### [DATA FOR ANALYSIS]
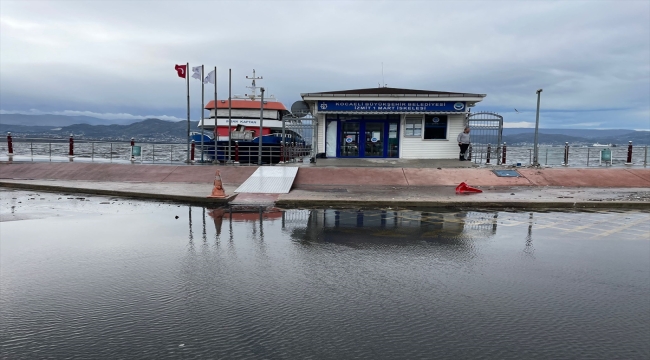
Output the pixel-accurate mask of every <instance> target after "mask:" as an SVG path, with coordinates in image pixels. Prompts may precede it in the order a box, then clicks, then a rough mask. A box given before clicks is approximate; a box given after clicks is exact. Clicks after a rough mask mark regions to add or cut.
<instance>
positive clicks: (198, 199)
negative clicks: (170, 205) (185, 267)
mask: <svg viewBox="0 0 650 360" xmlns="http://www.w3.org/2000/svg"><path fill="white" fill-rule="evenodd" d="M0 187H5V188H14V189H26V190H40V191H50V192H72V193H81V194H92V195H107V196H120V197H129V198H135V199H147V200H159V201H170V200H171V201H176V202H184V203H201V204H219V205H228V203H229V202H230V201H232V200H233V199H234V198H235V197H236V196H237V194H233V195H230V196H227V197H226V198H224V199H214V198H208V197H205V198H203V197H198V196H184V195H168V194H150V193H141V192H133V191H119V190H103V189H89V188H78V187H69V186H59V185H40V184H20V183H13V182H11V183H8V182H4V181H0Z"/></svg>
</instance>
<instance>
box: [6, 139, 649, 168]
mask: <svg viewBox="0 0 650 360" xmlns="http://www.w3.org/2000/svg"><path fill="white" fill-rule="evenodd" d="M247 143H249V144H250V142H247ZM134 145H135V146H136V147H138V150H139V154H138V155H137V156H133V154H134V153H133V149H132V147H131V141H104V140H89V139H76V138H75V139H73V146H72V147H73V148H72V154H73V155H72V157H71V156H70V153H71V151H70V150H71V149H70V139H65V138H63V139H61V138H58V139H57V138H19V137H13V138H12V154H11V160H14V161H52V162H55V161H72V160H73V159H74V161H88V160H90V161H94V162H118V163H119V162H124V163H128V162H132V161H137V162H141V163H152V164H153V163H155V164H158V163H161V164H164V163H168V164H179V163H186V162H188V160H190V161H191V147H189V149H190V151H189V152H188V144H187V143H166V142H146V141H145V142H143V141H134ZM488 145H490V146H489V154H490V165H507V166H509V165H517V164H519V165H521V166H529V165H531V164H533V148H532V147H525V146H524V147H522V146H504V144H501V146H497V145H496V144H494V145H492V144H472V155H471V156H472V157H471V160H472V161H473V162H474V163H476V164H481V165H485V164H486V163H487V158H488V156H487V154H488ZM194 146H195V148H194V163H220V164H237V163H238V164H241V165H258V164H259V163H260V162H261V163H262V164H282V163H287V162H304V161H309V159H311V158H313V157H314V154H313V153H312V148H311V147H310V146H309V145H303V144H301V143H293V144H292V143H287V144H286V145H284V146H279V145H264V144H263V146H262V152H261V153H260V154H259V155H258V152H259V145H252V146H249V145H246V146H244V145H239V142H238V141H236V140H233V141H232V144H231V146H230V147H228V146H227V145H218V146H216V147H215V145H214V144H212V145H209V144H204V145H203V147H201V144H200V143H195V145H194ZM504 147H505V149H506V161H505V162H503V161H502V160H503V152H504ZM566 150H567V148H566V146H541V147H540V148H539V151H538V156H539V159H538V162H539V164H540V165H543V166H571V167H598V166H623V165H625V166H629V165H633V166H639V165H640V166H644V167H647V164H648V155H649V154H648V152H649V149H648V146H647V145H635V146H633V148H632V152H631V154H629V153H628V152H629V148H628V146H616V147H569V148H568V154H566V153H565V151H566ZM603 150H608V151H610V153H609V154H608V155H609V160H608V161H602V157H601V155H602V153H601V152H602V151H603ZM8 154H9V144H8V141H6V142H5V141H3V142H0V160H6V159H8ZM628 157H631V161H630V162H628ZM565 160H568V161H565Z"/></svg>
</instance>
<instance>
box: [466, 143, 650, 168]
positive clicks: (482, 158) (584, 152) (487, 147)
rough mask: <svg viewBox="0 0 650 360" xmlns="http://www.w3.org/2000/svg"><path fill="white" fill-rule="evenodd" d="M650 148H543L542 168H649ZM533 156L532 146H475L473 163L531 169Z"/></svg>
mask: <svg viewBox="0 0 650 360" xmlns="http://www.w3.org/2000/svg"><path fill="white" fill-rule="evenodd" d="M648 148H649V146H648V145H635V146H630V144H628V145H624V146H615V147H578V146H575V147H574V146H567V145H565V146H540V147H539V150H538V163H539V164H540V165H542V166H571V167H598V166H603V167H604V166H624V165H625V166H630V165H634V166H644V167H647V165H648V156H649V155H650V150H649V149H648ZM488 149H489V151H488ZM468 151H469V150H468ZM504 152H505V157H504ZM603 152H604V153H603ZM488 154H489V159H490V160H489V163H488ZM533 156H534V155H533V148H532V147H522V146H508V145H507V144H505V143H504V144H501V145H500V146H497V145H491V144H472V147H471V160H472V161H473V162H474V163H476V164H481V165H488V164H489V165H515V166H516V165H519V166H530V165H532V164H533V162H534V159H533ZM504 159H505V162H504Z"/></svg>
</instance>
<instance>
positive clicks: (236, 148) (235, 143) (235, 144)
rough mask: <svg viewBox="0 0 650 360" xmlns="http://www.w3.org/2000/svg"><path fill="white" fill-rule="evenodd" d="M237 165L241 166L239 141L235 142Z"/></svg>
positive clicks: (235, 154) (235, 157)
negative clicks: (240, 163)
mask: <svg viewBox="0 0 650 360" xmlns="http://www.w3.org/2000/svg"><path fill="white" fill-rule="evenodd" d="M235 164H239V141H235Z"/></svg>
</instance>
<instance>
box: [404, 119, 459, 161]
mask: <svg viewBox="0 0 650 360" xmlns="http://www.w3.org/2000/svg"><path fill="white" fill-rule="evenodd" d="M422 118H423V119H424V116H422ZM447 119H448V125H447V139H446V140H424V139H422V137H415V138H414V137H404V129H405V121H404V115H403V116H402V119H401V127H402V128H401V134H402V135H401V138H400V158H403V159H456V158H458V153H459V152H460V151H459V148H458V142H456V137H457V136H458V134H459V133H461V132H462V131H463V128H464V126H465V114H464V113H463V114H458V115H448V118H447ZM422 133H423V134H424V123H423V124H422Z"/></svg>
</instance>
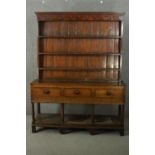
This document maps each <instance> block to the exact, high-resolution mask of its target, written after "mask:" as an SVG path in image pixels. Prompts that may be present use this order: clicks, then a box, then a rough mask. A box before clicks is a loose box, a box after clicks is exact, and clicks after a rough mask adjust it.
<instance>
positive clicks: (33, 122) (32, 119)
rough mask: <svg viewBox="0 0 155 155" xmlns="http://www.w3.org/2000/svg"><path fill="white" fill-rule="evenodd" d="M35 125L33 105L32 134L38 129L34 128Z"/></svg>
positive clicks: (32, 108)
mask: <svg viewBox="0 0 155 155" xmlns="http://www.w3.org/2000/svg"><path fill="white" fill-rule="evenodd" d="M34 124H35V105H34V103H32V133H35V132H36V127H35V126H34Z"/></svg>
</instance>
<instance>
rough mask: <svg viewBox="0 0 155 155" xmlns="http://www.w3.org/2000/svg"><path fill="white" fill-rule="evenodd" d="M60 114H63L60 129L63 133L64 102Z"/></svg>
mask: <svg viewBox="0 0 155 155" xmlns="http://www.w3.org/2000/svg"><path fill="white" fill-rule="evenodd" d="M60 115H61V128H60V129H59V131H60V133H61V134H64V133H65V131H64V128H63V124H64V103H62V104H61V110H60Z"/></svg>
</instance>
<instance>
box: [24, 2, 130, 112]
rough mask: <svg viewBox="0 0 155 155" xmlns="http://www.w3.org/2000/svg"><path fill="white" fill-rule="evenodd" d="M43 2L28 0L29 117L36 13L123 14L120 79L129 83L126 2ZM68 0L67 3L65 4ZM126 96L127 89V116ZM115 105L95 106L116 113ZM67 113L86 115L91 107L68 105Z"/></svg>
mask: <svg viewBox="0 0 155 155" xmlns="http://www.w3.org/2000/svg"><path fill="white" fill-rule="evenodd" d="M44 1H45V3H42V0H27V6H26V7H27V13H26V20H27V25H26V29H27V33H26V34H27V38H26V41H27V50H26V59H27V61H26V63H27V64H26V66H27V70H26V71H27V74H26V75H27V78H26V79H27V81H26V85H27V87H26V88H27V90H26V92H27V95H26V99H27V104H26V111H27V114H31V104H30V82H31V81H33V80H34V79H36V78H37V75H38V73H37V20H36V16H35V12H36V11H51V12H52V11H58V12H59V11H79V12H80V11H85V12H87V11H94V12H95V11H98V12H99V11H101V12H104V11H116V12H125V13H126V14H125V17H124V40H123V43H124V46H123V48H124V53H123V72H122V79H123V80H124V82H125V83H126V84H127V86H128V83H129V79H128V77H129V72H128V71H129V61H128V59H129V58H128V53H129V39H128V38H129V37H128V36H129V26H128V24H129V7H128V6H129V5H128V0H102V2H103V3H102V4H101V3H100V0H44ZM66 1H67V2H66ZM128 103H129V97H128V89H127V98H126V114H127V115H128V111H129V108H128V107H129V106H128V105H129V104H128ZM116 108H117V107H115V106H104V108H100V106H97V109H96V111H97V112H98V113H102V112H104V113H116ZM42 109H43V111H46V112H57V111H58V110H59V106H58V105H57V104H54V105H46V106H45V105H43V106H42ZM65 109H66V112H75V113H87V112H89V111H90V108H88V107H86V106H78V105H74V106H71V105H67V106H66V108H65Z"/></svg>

### [WORK REQUIRED]
Could you return, word for word, the stretch of the items above from their start through the line containing "positive clicks: (198, 199)", leaving the picture out of your answer?

### [FINISHED EXERCISE]
Output the pixel-accurate mask of every <instance> target after "mask:" as an SVG path, with coordinates in image pixels. Prompts may precede it in the order a box, then clicks, then a rough mask. A box given before clicks is approximate; a box given after clicks is exact. Clicks after a rough mask mark regions to add or cut.
<instance>
positive clicks: (198, 199)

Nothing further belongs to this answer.